- **TEXT EXCERPT**
-*-
For 3D you need two cameras. This just gives you the pose. The translation vector here does not correspond to real world. It is w.r.t the coordinate in which the 3D points are defined.
Hi,
My project is “Density Estimation of crowd”. Video is captured from a drone camera and i have to count number of heads. And i have to code in opencv python.can someone guide me please?
nice tutorial!! but is there a way to process using gpu
Hi. nice tutorial ..But its running slow on my system i.e. 30fps only. Also it detects only within a limited range. Outside that it simply doesn’t detect at all. Is this problem in actual system also or only my problem? How to increase speed further? i have set AVX instruction flag still no effect.
Thanks.
You can try some suggestions here
https://learnopencv.com/speeding-up-dlib-facial-landmark-detector/
I want the computer to know whether the user turns his head left, right, up or down. Thus, based on the pitch and yaw, can u provide some suggestions to let the computer learns itselft?
You may find this post useful https://learnopencv.com/rotation-matrix-to-euler-angles/
Hi Satya. Great site, I’m learning a ton.
I would like to clarify my understanding of the assumptions made, and the preprocessing necessary. Firstly, the 2D image points, i.e. the 2D locations of the nose tip, chin etc., am I correct in assuming that they are the result of a facial landmark detector run beforehand?
Secondly, I did not understand clearly where the 3D model points where taken from, and how I would need to alter them for my own use?
Thanks in advance.
Hi, Was your question answered?
even i have similar question.
yes, the 2D points are a result of facial landmark detection.
The 3D points were simply approximated by me. If you have a 3D model of a human head, you can use the points from that model.
Sir can you tell me how you calculated the 3d coordinates.
Does it matter to normalize the template 3D points (defined above in step 2), and scale them to the size of the detected face?
It does not matter. The transformation you calculate has scale embeded inside.
I wondered about this too. I’m struggling to make sense of the Z position of the solvePnP detected translation, and how to use that. I get translations with a large depth value e.g. (-300, -200, -2056).
I’m working on iOS, using SceneKit. If I have orthographic projection enabled in my own 3D scene, this Z depth (either applied to the scene’s camera, or a particular 3D object with the pose transform applied to it) won’t affect the perceived size of an object.
Is it better to ignore this Z depth, and influence the scale of an object (such as a clown mask placed over the square frame of the detected face) based on initial distance mapped by face metadata or facial landmark points with respect to camera image size?
Thanks
Hi Satya, I’m using a checkerboard or circles to use solvePnP. In this case, how many pictures do I need to prepare? Only one picture is fine as you did if it includes several points?
Also, I noticed that the latest calibrateCamera in OpenCV3 accepts the object points in the object points’ coordinate frame (= checkerboard coordinate frame), and not necessarily be in the world frame. Is it the same for solvePnP?
I want take 3d coordination of landmark points,
can you please help me?
You cannot have true 3D coordinates because it is a single camera based system.
Hi Satya, The way you have presented this topic is so simple and awesome to understand.
My question is, I know the 2D Coordinates on the images(Image points) where feature is located. I know that i can estimate the 3D world Coordinate with Image points and camera parameters. Can i use the calculated 3D world Coordinate and Known Image Points to find the Pose?.
If yes, how accurate will this be?
-*-
- **DATA SHOWN**
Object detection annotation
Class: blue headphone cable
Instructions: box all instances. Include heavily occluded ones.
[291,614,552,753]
-*-
- **YOUR GOAL**
In the head pose comment thread above, list the directions of head movement that one commenter wants the computer to recognize.

- **ANSWER**
left, right, up, down